::: RECORDS PROVIDED

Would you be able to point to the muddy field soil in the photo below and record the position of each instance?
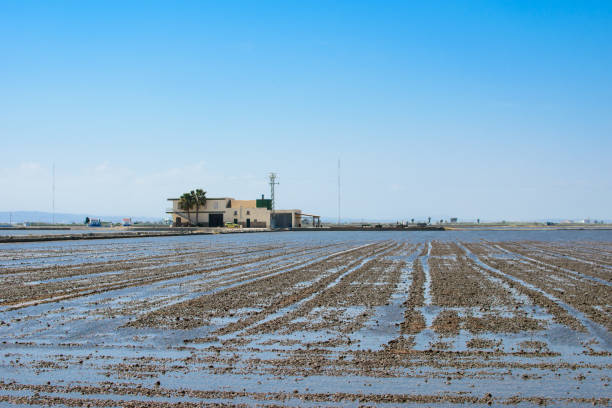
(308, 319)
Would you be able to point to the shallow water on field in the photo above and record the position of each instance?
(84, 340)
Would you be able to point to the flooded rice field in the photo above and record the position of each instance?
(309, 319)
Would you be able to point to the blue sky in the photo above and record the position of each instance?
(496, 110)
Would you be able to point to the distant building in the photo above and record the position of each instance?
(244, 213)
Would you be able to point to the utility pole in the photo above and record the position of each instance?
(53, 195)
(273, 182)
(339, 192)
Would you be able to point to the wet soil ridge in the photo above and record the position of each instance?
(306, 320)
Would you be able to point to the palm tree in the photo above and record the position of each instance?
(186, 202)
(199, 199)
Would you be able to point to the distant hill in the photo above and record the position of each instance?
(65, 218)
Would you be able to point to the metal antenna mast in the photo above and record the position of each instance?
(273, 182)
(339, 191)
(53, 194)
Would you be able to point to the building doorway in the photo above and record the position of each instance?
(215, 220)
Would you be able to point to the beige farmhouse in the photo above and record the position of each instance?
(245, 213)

::::::
::: RECORDS PROVIDED

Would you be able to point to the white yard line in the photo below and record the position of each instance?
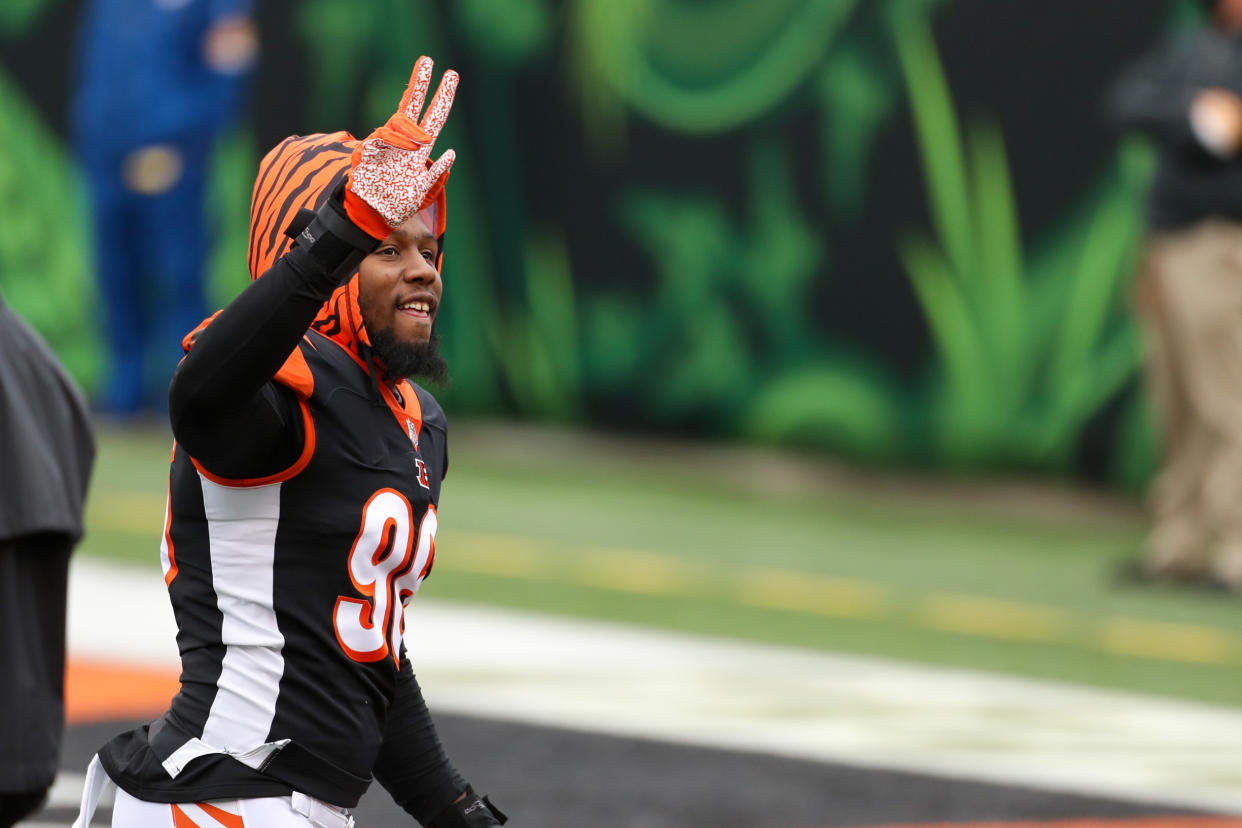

::::::
::: RECORDS PROVIDED

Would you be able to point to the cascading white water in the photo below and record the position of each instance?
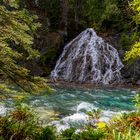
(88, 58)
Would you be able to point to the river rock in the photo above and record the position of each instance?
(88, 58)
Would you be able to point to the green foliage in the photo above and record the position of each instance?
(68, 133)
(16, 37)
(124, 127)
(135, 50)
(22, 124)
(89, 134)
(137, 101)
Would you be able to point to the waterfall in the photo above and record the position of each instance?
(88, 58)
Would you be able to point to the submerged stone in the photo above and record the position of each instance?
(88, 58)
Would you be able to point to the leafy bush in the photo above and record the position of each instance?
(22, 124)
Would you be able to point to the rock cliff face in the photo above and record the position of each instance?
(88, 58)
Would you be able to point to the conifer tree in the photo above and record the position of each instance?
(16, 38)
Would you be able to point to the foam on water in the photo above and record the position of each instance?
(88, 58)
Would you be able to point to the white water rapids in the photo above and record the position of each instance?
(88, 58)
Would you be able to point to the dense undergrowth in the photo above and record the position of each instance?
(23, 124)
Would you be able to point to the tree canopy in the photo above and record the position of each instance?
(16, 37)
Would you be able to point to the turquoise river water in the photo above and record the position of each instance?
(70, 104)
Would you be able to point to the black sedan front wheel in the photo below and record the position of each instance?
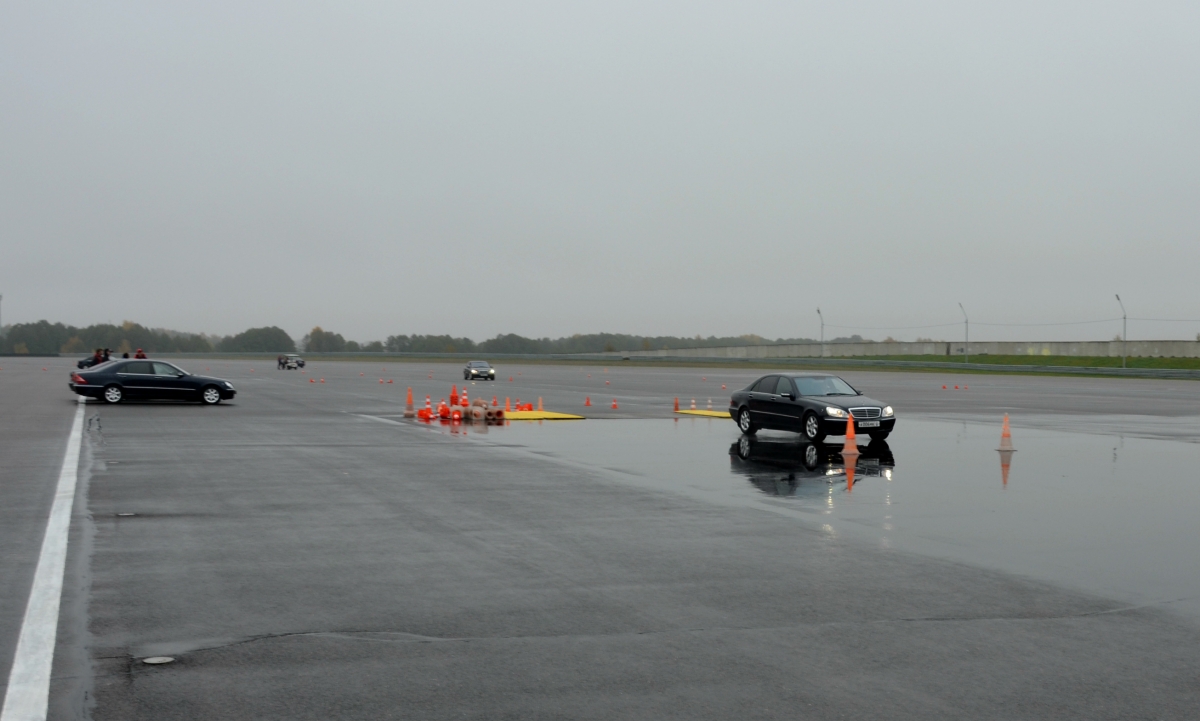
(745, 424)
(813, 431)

::::::

THE EXERCISE: Please pull out each line of the material above that contains the string "tree". Case counts, so a line qualifies only if its capitalization matches.

FULL SOLUTION:
Would you be able to point to the palm tree in the photo above and record the position of each instance?
Would you be able to point to the conifer tree in the photo above and record the position of each instance?
Would you be able to point to the tree canopy in the photo above and record the position of each instance?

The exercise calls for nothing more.